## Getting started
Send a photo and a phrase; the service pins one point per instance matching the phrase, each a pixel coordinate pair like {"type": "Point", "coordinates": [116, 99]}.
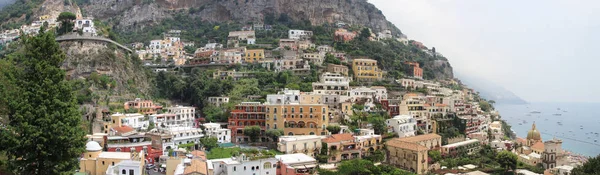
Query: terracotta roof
{"type": "Point", "coordinates": [420, 138]}
{"type": "Point", "coordinates": [338, 138]}
{"type": "Point", "coordinates": [123, 129]}
{"type": "Point", "coordinates": [398, 143]}
{"type": "Point", "coordinates": [201, 154]}
{"type": "Point", "coordinates": [196, 166]}
{"type": "Point", "coordinates": [538, 146]}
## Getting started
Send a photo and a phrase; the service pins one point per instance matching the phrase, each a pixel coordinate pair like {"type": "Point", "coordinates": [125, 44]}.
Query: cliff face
{"type": "Point", "coordinates": [129, 13]}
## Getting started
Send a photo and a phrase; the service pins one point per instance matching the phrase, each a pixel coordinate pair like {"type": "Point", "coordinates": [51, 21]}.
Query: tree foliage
{"type": "Point", "coordinates": [253, 132]}
{"type": "Point", "coordinates": [43, 134]}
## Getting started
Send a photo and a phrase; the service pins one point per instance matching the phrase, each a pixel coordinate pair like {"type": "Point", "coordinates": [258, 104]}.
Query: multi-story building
{"type": "Point", "coordinates": [246, 114]}
{"type": "Point", "coordinates": [408, 156]}
{"type": "Point", "coordinates": [415, 70]}
{"type": "Point", "coordinates": [296, 164]}
{"type": "Point", "coordinates": [334, 68]}
{"type": "Point", "coordinates": [142, 106]}
{"type": "Point", "coordinates": [223, 135]}
{"type": "Point", "coordinates": [403, 125]}
{"type": "Point", "coordinates": [243, 165]}
{"type": "Point", "coordinates": [366, 70]}
{"type": "Point", "coordinates": [467, 147]}
{"type": "Point", "coordinates": [429, 141]}
{"type": "Point", "coordinates": [341, 147]}
{"type": "Point", "coordinates": [254, 55]}
{"type": "Point", "coordinates": [298, 66]}
{"type": "Point", "coordinates": [96, 162]}
{"type": "Point", "coordinates": [315, 58]}
{"type": "Point", "coordinates": [332, 83]}
{"type": "Point", "coordinates": [284, 110]}
{"type": "Point", "coordinates": [218, 101]}
{"type": "Point", "coordinates": [307, 144]}
{"type": "Point", "coordinates": [134, 120]}
{"type": "Point", "coordinates": [235, 75]}
{"type": "Point", "coordinates": [344, 35]}
{"type": "Point", "coordinates": [299, 34]}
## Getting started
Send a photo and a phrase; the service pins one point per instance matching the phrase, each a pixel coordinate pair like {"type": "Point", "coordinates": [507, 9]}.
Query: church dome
{"type": "Point", "coordinates": [534, 134]}
{"type": "Point", "coordinates": [92, 146]}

++++++++

### About this task
Among the lines of the preceding data, which ones hold the word "photo"? List them.

### Exercise output
Send a photo and a phrase; the service pins one point per instance matching the phrase, each a pixel coordinate pair like {"type": "Point", "coordinates": [116, 99]}.
Send a photo and a phrase; the service pins one point per instance matching the phrase, each a pixel coordinate pair like {"type": "Point", "coordinates": [125, 44]}.
Send a photo and a phrase; the service pins one point per instance matching the phrase, each a pixel coordinate pair like {"type": "Point", "coordinates": [51, 21]}.
Send a photo and a phrase; the service pins one point per instance matching the phrase, each a pixel coordinate pair like {"type": "Point", "coordinates": [258, 104]}.
Send a photo and a phrase; the service pins one point per instance matching the phrase, each a pixel coordinate pair like {"type": "Point", "coordinates": [507, 9]}.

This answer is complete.